Named-object pointing records:
-*-
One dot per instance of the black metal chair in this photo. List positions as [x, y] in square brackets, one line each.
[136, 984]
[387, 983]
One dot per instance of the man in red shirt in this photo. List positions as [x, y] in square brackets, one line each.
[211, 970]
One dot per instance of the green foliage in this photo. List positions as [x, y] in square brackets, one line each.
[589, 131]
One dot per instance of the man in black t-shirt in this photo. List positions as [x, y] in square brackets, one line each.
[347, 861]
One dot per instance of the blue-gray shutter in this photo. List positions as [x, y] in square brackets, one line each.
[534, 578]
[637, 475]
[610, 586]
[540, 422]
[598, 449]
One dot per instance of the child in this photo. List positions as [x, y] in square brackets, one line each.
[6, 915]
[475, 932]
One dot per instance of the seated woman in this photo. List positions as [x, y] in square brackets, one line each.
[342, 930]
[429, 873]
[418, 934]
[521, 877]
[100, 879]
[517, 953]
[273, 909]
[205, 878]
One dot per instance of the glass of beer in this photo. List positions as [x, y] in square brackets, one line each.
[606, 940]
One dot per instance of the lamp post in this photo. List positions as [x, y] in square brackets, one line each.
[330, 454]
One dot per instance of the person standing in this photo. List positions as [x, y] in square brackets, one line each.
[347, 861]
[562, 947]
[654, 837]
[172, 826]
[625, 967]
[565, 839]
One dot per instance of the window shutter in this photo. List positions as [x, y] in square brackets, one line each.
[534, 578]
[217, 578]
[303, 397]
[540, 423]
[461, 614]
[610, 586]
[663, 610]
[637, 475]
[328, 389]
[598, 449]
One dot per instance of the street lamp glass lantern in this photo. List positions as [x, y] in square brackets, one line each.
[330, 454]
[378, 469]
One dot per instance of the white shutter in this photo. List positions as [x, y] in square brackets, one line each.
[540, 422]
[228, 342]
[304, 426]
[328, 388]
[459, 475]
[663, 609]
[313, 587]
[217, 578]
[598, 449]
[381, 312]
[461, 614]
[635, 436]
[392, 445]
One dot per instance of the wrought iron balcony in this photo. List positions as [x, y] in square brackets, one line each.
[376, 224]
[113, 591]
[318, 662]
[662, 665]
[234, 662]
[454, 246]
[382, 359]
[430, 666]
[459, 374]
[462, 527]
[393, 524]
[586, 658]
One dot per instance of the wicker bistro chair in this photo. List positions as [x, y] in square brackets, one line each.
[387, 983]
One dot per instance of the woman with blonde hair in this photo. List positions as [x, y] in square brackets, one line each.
-*-
▶ **What is being asked**: Print the entries exactly. Include every one.

▶ **Final result**:
One dot per instance of the black metal chair in this photo. List positions as [x, y] in square brackets, one line each.
[136, 984]
[387, 983]
One dot per instance of the man in red shirt in this photo. List positions as [x, y] in square brackets, one line each.
[211, 970]
One dot per instance of the green foliage in this photo. List positions as [x, y] in square brackets, one line each.
[589, 131]
One dot per instance of the man in black t-shirt in this photo. List positions as [x, y] in square brackets, one line each.
[347, 861]
One dot per instance of the blue-gray shutter in this photo. List positions as [x, y] in square brackets, one line each.
[534, 578]
[637, 475]
[610, 586]
[540, 422]
[598, 449]
One dot per instance of the child in this photo. List positions as [x, y] in square brackets, one line each.
[6, 915]
[475, 932]
One dot per instance of the seated woman in this photo. List positions as [x, y] in square brackets, one line each.
[342, 930]
[429, 873]
[418, 934]
[521, 877]
[100, 879]
[517, 953]
[273, 909]
[205, 878]
One dot per instance of the glass of beer in this photo. List positions as [x, y] in square brackets, one line each.
[606, 940]
One dot per instance of the lamp post in this photo. List positions as [x, y] in square brackets, one line each.
[330, 454]
One dot per instance of the person standing in this photo. List positions as [x, y] in square brackets, one line each.
[347, 861]
[562, 947]
[654, 837]
[172, 826]
[625, 967]
[565, 839]
One dot per instance of the window shutter in this photo. List positions as [x, y] in square brackets, one line each.
[534, 578]
[217, 578]
[303, 397]
[540, 423]
[461, 614]
[610, 586]
[663, 610]
[637, 475]
[328, 389]
[598, 449]
One dot per instance of the street lamp glass lantern in this photo. List positions as [x, y] in square brackets, one line each.
[330, 454]
[378, 469]
One dot per instance of the white shutter in this photo. List positions as [x, y] in square brackets, one line each.
[540, 422]
[228, 342]
[304, 426]
[328, 388]
[459, 475]
[663, 609]
[313, 587]
[217, 578]
[598, 449]
[381, 312]
[461, 614]
[635, 436]
[392, 445]
One dot per instance of the wrought iron balcony in this photo. List positions as [x, y] in square brackets, one line each.
[376, 224]
[113, 591]
[318, 662]
[662, 665]
[234, 662]
[454, 246]
[382, 359]
[430, 666]
[459, 374]
[462, 527]
[393, 524]
[586, 658]
One dot per instance of the wicker bistro chair in this photo. List positions as [x, y] in square brackets, one line each.
[387, 983]
One dot per instance of the woman with blonde hair in this photo. List positions as [x, y] in square brackets, one line each.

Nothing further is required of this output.